**Instruction**:
In all the records below, change "instance" to "occurrence" wherever it appears and leave every other word untouched. Omit the pictures from your copy.

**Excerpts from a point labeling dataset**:

============================================================

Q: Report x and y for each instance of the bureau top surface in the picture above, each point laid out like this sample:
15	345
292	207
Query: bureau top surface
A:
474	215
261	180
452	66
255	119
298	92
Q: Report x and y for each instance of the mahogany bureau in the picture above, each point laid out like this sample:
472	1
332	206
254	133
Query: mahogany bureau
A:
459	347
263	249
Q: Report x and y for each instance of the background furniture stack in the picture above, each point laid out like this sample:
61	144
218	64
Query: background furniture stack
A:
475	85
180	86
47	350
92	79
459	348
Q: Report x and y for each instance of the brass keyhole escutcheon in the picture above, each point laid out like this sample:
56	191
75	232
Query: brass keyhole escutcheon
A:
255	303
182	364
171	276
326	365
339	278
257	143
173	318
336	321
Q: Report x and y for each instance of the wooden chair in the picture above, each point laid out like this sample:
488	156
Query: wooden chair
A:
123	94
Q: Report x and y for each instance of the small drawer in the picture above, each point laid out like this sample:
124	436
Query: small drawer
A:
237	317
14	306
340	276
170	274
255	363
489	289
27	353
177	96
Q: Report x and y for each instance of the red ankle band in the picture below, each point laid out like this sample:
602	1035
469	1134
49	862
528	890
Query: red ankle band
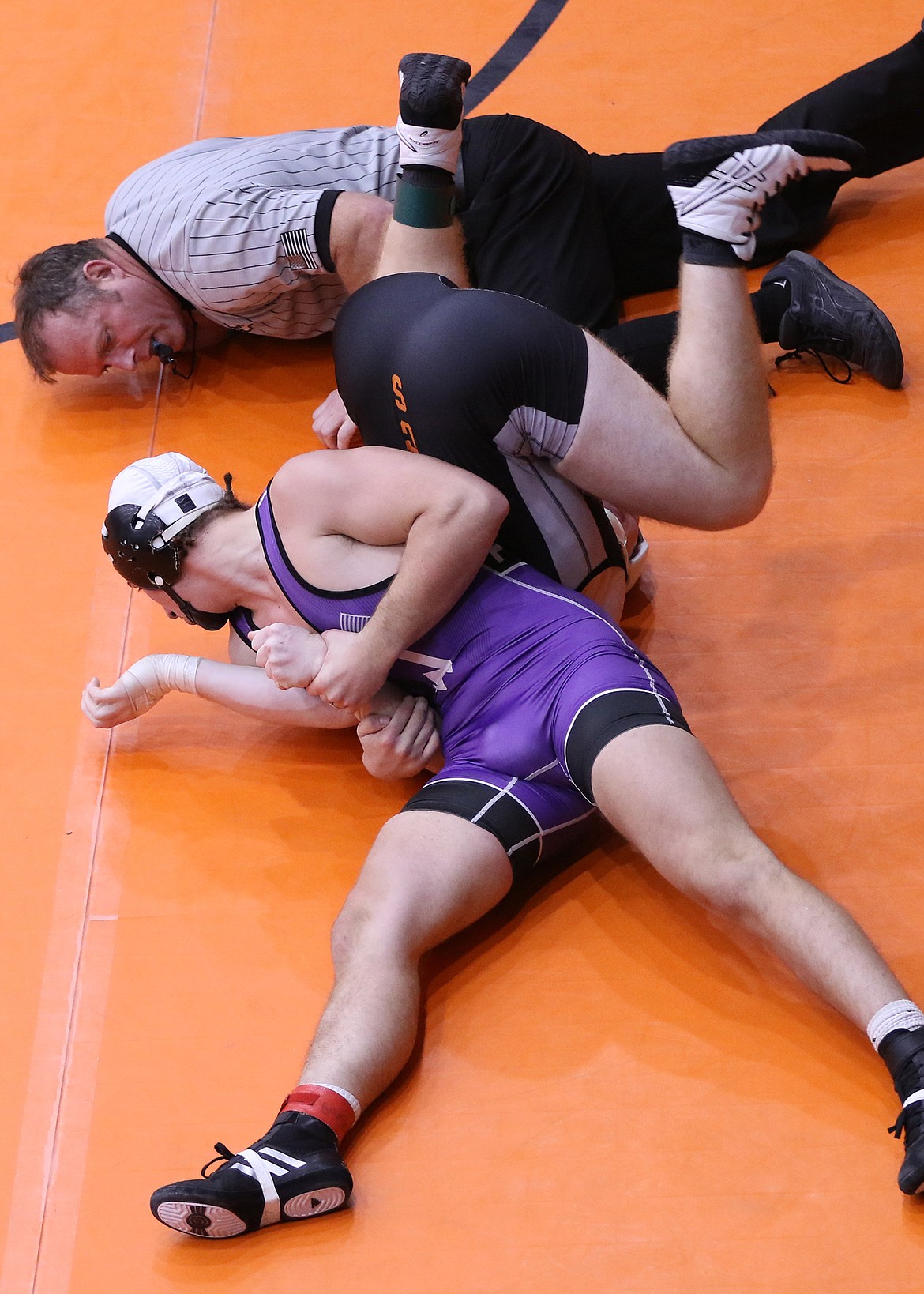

============================================================

**The completed task**:
Q: Report x and y for each occurrence of the bureau top surface in the picture above, each point laid out like this sample:
15	345
292	207
Query: bureau top surface
A:
474	215
261	180
452	66
255	119
298	92
Q: Report x and y for each occurrence of the mahogany bureau in the picture above, each point laid out like this sample:
472	1
332	206
254	133
Query: mahogany bureau
A:
459	347
263	249
Q: Report x and y for each occurrence of the background furniture stack in the picture above, each point laid out like this sample:
61	144
218	64
Query: background furniture stack
A:
475	85
180	86
47	350
92	79
459	348
Q: Report x and y for each occurrence of the brass keyhole escutcheon in the picture above, each point laid out like this sample:
56	191
75	232
Query: brass keyhole escutcheon
A:
255	303
182	364
171	276
326	365
339	278
257	143
173	318
336	321
Q: Report x and y for each occurrence of the wooden chair in the picture above, each point laid out like this sample:
488	156
Query: wooden chair
A:
123	94
Q: Report x and y for each occurrence of the small drawer in the picture above, each point laid out like this sample:
124	436
Query: small drawer
A:
237	317
14	306
340	276
170	274
255	363
489	289
27	353
177	96
Q: Report x and y for each occurrence of the red ankle band in the picture below, each point laid out like this sample:
602	1035
469	1134
49	862
528	890
Query: red ankle band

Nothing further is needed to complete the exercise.